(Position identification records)
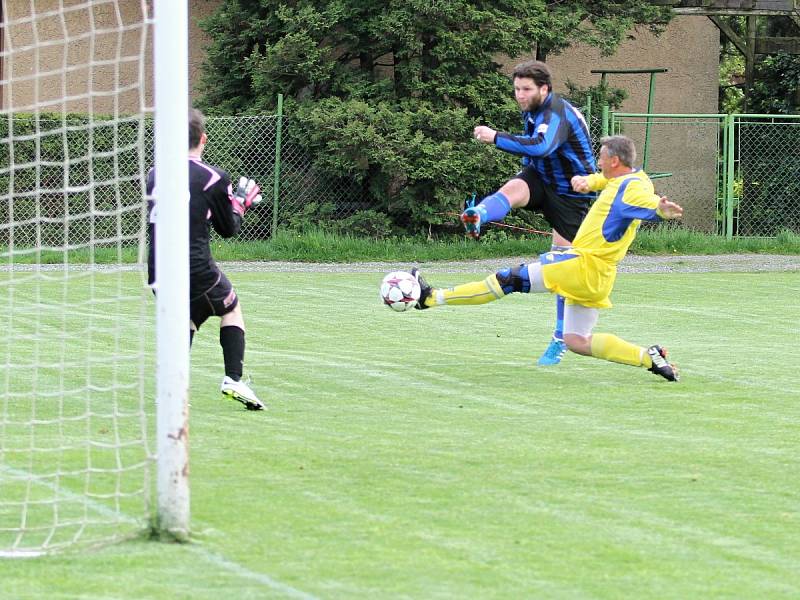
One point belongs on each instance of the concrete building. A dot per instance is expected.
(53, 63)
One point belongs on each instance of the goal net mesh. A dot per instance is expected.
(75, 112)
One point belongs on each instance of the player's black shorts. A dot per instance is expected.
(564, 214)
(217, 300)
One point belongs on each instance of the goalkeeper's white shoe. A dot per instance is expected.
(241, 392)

--

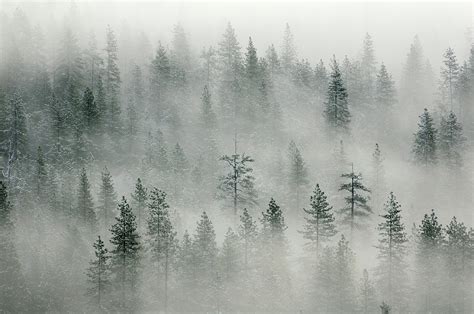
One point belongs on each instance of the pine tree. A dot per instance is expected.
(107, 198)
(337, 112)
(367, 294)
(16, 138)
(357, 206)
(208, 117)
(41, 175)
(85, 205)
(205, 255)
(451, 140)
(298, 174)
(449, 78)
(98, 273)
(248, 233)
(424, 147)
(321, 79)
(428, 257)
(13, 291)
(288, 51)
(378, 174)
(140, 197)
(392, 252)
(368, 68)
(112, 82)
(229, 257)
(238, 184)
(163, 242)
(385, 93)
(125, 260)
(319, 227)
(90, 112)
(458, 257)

### [Direction]
Identify every line in the records above that contains the word "mesh", and copy each of those lines.

### [Answer to the exercise]
One point belongs on each instance of the goal net mesh. A dot per instance is expected.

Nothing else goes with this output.